Records shown =

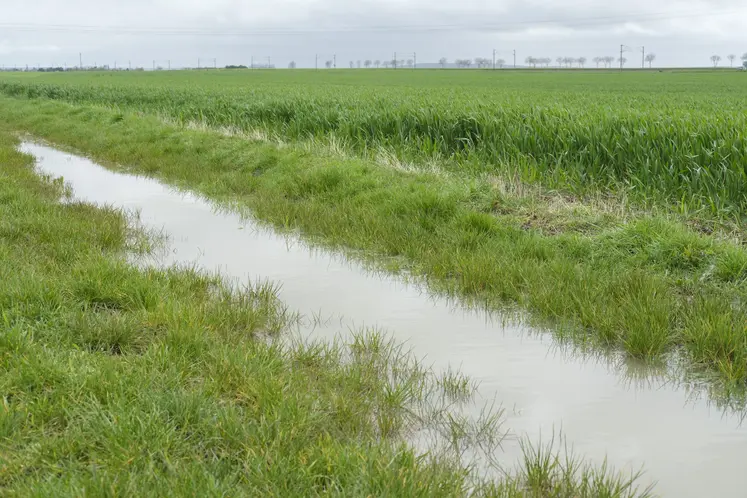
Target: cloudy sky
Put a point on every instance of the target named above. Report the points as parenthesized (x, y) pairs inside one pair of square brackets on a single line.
[(54, 32)]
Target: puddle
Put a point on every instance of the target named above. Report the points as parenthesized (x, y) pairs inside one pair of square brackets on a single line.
[(689, 447)]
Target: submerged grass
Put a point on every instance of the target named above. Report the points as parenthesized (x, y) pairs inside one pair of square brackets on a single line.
[(646, 283), (125, 381)]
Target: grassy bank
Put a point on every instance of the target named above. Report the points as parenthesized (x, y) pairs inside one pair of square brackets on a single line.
[(118, 381), (649, 135), (650, 285)]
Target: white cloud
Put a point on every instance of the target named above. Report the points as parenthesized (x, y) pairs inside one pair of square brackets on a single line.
[(683, 32)]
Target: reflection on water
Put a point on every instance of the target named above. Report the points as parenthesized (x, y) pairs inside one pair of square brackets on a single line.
[(606, 405)]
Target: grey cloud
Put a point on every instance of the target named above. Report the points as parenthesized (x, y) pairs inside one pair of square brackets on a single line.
[(233, 30)]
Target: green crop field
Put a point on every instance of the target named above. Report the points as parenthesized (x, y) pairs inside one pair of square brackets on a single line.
[(607, 208), (661, 135)]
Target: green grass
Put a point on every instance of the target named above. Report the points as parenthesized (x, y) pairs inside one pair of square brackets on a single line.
[(124, 381), (660, 137), (648, 284)]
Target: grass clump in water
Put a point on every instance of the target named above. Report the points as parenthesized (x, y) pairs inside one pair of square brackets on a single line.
[(622, 280), (122, 381)]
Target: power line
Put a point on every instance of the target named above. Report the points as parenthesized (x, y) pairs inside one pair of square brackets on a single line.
[(189, 31)]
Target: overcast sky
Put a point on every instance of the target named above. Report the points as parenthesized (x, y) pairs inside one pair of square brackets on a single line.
[(680, 32)]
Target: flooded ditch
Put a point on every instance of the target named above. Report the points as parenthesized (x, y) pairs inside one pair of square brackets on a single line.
[(614, 409)]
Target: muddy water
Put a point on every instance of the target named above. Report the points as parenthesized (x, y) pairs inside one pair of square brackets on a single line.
[(688, 447)]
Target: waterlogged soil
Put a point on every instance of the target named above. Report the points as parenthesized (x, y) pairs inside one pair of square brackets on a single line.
[(605, 408)]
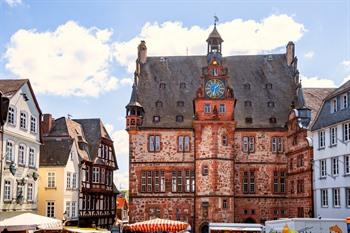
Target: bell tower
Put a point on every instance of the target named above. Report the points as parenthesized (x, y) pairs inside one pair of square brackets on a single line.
[(214, 127)]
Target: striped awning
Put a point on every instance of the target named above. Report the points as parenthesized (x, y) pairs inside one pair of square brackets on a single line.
[(157, 225)]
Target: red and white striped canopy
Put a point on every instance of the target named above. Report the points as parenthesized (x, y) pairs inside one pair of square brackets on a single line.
[(157, 225)]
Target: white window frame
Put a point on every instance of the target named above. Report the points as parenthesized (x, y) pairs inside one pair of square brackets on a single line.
[(347, 194), (321, 139), (68, 209), (22, 152), (23, 120), (10, 151), (50, 212), (346, 164), (30, 192), (324, 198), (335, 166), (344, 101), (12, 117), (222, 108), (74, 180), (51, 180), (69, 180), (31, 157), (95, 175), (323, 168), (346, 132), (33, 124), (7, 190), (333, 136), (334, 105), (336, 197)]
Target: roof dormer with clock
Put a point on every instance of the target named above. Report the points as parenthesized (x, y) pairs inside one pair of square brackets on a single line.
[(214, 128)]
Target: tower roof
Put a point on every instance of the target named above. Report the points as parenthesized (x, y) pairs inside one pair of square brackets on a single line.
[(215, 35), (134, 99)]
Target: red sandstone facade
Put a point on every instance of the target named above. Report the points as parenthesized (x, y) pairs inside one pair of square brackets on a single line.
[(214, 171)]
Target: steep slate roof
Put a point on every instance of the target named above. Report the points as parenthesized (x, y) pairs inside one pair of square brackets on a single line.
[(313, 99), (94, 130), (55, 152), (9, 87), (257, 70), (325, 117)]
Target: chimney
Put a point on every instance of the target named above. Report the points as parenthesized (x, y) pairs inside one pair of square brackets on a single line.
[(47, 123), (142, 52), (290, 53)]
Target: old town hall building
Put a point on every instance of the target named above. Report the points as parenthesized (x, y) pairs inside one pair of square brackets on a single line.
[(218, 139)]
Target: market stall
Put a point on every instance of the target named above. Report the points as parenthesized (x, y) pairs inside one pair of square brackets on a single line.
[(156, 225), (29, 221)]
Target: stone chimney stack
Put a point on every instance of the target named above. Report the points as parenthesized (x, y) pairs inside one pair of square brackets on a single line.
[(142, 52), (290, 53), (47, 123)]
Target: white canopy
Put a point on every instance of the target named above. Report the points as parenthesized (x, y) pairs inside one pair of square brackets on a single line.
[(29, 221)]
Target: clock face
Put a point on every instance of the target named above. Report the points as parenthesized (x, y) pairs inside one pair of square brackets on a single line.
[(215, 88)]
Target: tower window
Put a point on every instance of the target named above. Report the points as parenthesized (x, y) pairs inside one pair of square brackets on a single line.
[(180, 103), (248, 120), (271, 104), (222, 108), (247, 103), (179, 118), (162, 86), (273, 120), (269, 86), (156, 119), (207, 108), (246, 86), (159, 104)]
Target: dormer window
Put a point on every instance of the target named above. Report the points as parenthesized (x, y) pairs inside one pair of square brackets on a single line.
[(270, 104), (207, 108), (162, 86), (344, 101), (248, 120), (180, 103), (247, 103), (334, 107), (159, 104), (156, 119), (179, 118), (273, 120), (222, 108)]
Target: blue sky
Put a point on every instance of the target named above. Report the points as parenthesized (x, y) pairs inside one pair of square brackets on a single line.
[(79, 55)]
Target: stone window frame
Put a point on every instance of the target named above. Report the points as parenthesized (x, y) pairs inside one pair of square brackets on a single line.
[(248, 144), (205, 170), (248, 180), (157, 147), (336, 197), (184, 143), (277, 144), (279, 185)]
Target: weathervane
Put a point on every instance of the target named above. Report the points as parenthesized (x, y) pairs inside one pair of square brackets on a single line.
[(216, 19)]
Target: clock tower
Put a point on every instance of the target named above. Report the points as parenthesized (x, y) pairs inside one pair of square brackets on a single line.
[(214, 128)]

Exercise requirements = Without any of the pictures, repeat the entries above word for word.

Solution =
Target: cloudy sky
Put a point on every instance of the target named above. Report the points as parenthesized (x, y) pairs inside one pair of square brackets on a single line.
[(54, 32)]
Target: puddle
Put a point on every instance of the target named above. Report the points as parenthesized (x, y) pairs inside one pair of square brackets on a single line.
[(689, 447)]
Target: submerged grass
Put a point on every instance of the target named above. Report the points as parenthesized (x, y) pairs inside one pair of square brackets on a single line.
[(646, 283), (125, 381)]
Target: grassy bank
Put a point on every instance of the target named above. Report the points as parenthesized (x, y) pairs inside one pair of square brackets on a single line.
[(118, 381), (649, 135), (650, 285)]
Target: white cloud
Put a point on every instance of the target named above. Report the points as parenthesized (x, y) pairs inside one pair of square brackets on a single line.
[(683, 32)]
Target: reflection on water
Put a point on every instance of the target named above. Report the points as parenthesized (x, y) pairs inside one pair of square brackets on a single line.
[(606, 405)]
Target: grey cloud
Put a point on every instance of the target named above. Report the points as parenthesized (x, y) pairs inside one pair of square brackets on a single line.
[(233, 30)]
Target: green crop field
Put a point on every instance of the target named above. Report the points as parenthesized (x, y) pairs inside one pair of square brackets on a single line.
[(607, 208), (661, 135)]
Target: green grass
Put a point on every instance of the target named above. Report the points as parenthesized (x, y) pairs inside one pair of square brackets on a single line.
[(124, 381), (660, 137), (648, 284)]
Target: grass clump in water
Put a point on every instance of the target named above. Report the points as parenthesized (x, y) pairs inside one pair of square brackets on a single line.
[(622, 280), (122, 381)]
Target: power line
Put a point on every instance of the target named above. Report the points as parenthesized (x, y) pairs inside one pair of square brackets on a single line.
[(189, 31)]
Target: overcast sky
Put a point on every instance of the target named above. Report the points as parenthesized (x, y) pairs inside one pair of square brackets on a single line.
[(680, 32)]
Target: flooded ditch
Put a point on every instance of the target named above. Report the points as parenthesized (x, y) pairs inside one pair of square brackets on a single line.
[(614, 409)]
Target: muddy water
Put a point on every instance of the target named above. Report the points as parenthesized (x, y) pairs inside one pair of square brackets on a single line.
[(688, 447)]
Target: waterlogged soil
Put a point on every instance of the target named above. Report the points as parenthesized (x, y) pairs inside one pair of square brackets on a single line.
[(605, 408)]
Target: bell tower
Put a point on every instance of the target named above. Report the points as parenthesized (x, y) pairs inside one pair of square brackets on a single line.
[(214, 127)]
Target: striped awning
Put a point on every instance of the target named above. Report the points as parenthesized (x, y) pairs inside one pair of square brackets on a single line.
[(157, 225)]
Target: red and white striped canopy
Put a point on every instance of the target named above. Report the points as parenthesized (x, y) pairs inside one pair of square brackets on a single line.
[(157, 225)]
Target: white window frame
Put a point on every instance of the target named above. Report the points as parenthesized (x, y) pairs inside one pair of square brackets on a single line.
[(347, 194), (321, 139), (68, 209), (22, 152), (23, 120), (10, 151), (50, 212), (346, 164), (30, 192), (324, 198), (335, 166), (344, 101), (12, 117), (222, 108), (74, 180), (51, 180), (69, 180), (31, 157), (95, 175), (323, 168), (346, 132), (33, 124), (7, 190), (333, 136), (334, 105), (336, 197)]
Target: roof dormer with clock
Put a point on every instance of the target named above. Report the points as parenthesized (x, y) pairs inside one pair of square brackets on a single line.
[(214, 128)]
Target: tower roof
Put a point on every instance of the target named above. Report the points as parenthesized (x, y) pairs inside one pair of square brackets on a single line.
[(215, 35), (134, 99)]
Target: red sandstone facade
Put a point on every instance of the target named above. Report the points as parenthesized (x, y) pairs inside one pair of square brackets on a single line.
[(214, 171)]
Target: steep slate roof
Put a point on every instance of the target named above. Report the points as parenthesized (x, y) pairs inside one pair of square brackets on a single line.
[(313, 99), (94, 130), (55, 152), (9, 87), (257, 70), (325, 117)]
Target: chimney
Put a point on every instance of the target named above. Report the points as parenthesized (x, y) pairs inside one pair of square brackets on a single line.
[(47, 123), (142, 52), (290, 53)]
Target: old town hall building
Put a point on every instance of the target named above. Report the points as parenthesized (x, y) pairs inside one pair of square brackets on a single line.
[(218, 139)]
Target: market stall
Put a point on every instance of the target named above. Report the points as parenthesized (x, y) pairs inside one pair of square brackets on a single line.
[(156, 225), (29, 221)]
Target: stone chimney stack
Put a point on every instance of the target named above. Report the points as parenthesized (x, y) pairs inside one pair of square brackets on a single line.
[(142, 52), (290, 53), (47, 123)]
Target: white canopy
Put a point on every instance of the target named above. Report the points as parenthesized (x, y) pairs inside one pair of square brackets on a single line.
[(29, 221)]
Target: clock face
Put a point on every instance of the target named above. Report the points as parenthesized (x, y) pairs inside one pair of square brackets on a single line.
[(215, 88)]
Target: tower window
Put a point on every instance of the target named above. Report the points as parenthesized (x, y) pairs inside one pair of square brackets on a single line.
[(180, 103), (248, 120), (271, 104), (222, 108), (247, 103), (179, 118), (162, 86), (273, 120), (269, 86), (156, 119), (207, 108), (246, 86), (159, 104)]
Target: dormer window
Put a point on every instance of the target named above. Report the points as parenthesized (x, y) pairs inside one pair of square brackets on a single line.
[(270, 104), (207, 108), (162, 86), (344, 101), (248, 120), (180, 103), (247, 103), (334, 107), (159, 104), (156, 119), (179, 118), (273, 120), (222, 108)]
Target: blue sky
Put a point on every instance of the target named above. Report the points as parenthesized (x, y) pairs inside one pair of square brackets on a single line.
[(79, 55)]
Target: stone window frame
Put a point on every instance of the target named above. Report the points as parenthesized (x, y) pairs inside one pair of square brackets on a single line.
[(248, 144), (205, 170), (248, 180), (157, 147), (336, 197), (184, 143), (277, 144), (279, 185)]
Target: weathervane
Put a point on every instance of the target named above. Report the points as parenthesized (x, y) pairs inside one pair of square brackets on a single line.
[(216, 19)]
Target: clock tower
Put a point on every instance of the target named above. Report the points as parenthesized (x, y) pairs inside one pair of square brackets on a single line.
[(214, 128)]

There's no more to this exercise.